- _PROBLEMA A_
No trecho, qual livro o Conselho Nacional de Educação recomendou que as escolas públicas não recebam?
- _PROBLEMA B_
Liste todas as expressões que aparecem entre aspas no trecho.
- _PROBLEMA C_
Transcreva do trecho tudo o que vai de "É a busca de" até "deixaram maior ainda!".

- _TRECHO FORNECIDO_
****************************************
É a busca de novos valores, estúpido!

Marco Antonio Villa, professor universitário de Ciências Sociais, escreveu na FSP de quarta 3/11/2010 artigo carregado de despeito pela vitória de Dilma Rousseff. Encaixa-se a si mesmo nos 44% que “disseram não” à primeira mulher a governar o país. Dá a receita para a oposição chegar lá, num pensamento desejoso – como o do galo, que pensa que o dia nasce porque ele cantou. O professor quiquiriqui sugere que a oposição organize um gabinete-fantasma – com quem? Com Serra e Índio da Costa? E que crie um projeto alternativo para o Brasil – mas a oposição ficou “lá” oito anos vendendo tudo quanto podiam de nossos bens para pagar a dívida que deixaram maior ainda!


Para fechar o artigo com chave de ouro, Villa lança mão de Monteiro Lobato, que acusou nossos estadistas de “raramente pensar com os miolos” – mas Lobato falava da República Velha, não é mesmo, professor? E Villa aproveita para pegar carona numa celeuma atual, e acusar o “lulismo” de perseguir Lobato, como o fez a “ditadura Vargas”. Que sofisma chinfrim. O que li na própria FSP:


1. O Conselho Nacional de Educação, atendendo a parecer de uma conselheira, resolveu recomendar que escolas públicas não recebam o livro infanto-juvenil Caçadas de Pedrinho


2. Os conselheiros ficaram incomodados com uma frase, segundo a notícia, em que Tia Nastácia, com medo da onça, sobe numa árvore como “uma macaca de carvão”. Consideram a frase “preconceito”. Bem, se Tia Nastácia fosse branca e trepasse na árvore que nem macaca de giz, tudo bem, não?
****************************************
- _DADOS DO EXERCÍCIO_
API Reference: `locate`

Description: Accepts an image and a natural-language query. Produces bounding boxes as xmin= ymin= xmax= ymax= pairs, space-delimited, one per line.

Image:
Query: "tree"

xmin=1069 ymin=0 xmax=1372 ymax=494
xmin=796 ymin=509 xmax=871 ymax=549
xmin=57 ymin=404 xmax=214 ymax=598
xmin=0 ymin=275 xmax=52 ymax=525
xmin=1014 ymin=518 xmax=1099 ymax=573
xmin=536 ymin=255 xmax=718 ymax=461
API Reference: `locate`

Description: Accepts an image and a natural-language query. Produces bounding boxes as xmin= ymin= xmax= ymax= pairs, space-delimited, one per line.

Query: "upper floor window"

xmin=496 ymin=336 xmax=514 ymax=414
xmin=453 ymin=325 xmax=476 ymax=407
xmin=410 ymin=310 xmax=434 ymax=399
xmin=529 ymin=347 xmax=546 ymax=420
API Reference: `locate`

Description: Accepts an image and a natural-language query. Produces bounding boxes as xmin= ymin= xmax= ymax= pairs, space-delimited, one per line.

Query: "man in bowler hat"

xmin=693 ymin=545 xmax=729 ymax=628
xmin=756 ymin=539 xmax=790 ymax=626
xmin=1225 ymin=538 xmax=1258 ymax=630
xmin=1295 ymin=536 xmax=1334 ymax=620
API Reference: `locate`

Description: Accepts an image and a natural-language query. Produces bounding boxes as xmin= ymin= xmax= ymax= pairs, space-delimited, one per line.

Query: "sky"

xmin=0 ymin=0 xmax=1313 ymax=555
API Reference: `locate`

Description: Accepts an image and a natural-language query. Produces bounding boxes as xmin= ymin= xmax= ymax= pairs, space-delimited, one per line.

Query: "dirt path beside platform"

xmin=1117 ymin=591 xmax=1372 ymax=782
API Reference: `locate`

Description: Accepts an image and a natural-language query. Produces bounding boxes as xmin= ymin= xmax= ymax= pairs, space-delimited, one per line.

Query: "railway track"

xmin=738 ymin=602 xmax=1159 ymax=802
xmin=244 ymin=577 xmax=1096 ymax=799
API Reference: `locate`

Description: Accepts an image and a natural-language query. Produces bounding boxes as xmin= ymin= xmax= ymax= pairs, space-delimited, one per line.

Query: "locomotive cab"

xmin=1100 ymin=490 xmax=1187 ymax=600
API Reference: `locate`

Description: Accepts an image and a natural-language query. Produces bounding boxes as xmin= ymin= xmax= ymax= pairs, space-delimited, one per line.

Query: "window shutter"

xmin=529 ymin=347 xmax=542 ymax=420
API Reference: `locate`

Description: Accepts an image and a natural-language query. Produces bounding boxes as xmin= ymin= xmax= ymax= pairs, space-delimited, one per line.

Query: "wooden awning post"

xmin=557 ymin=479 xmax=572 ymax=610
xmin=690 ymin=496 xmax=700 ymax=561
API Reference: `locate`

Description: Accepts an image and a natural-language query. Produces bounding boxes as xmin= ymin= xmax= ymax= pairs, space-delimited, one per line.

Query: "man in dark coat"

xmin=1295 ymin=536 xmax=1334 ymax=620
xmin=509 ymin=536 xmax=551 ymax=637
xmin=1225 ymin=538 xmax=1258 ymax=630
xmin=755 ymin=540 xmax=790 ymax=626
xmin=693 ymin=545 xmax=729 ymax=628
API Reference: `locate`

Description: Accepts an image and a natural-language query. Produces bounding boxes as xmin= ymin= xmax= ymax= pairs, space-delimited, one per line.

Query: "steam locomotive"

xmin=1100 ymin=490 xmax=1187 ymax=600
****************************************
- _RESPOSTA DO EXERCÍCIO A_
O livro infanto-juvenil Caçadas de Pedrinho.

- _RESPOSTA DO EXERCÍCIO B_
- disseram não
- lá
- raramente pensar com os miolos
- lulismo
- ditadura Vargas
- uma macaca de carvão
- preconceito

- _RESPOSTA DO EXERCÍCIO C_
É a busca de novos valores, estúpido!

Marco Antonio Villa, professor universitário de Ciências Sociais, escreveu na FSP de quarta 3/11/2010 artigo carregado de despeito pela vitória de Dilma Rousseff. Encaixa-se a si mesmo nos 44% que “disseram não” à primeira mulher a governar o país. Dá a receita para a oposição chegar lá, num pensamento desejoso – como o do galo, que pensa que o dia nasce porque ele cantou. O professor quiquiriqui sugere que a oposição organize um gabinete-fantasma – com quem? Com Serra e Índio da Costa? E que crie um projeto alternativo para o Brasil – mas a oposição ficou “lá” oito anos vendendo tudo quanto podiam de nossos bens para pagar a dívida que deixaram maior ainda!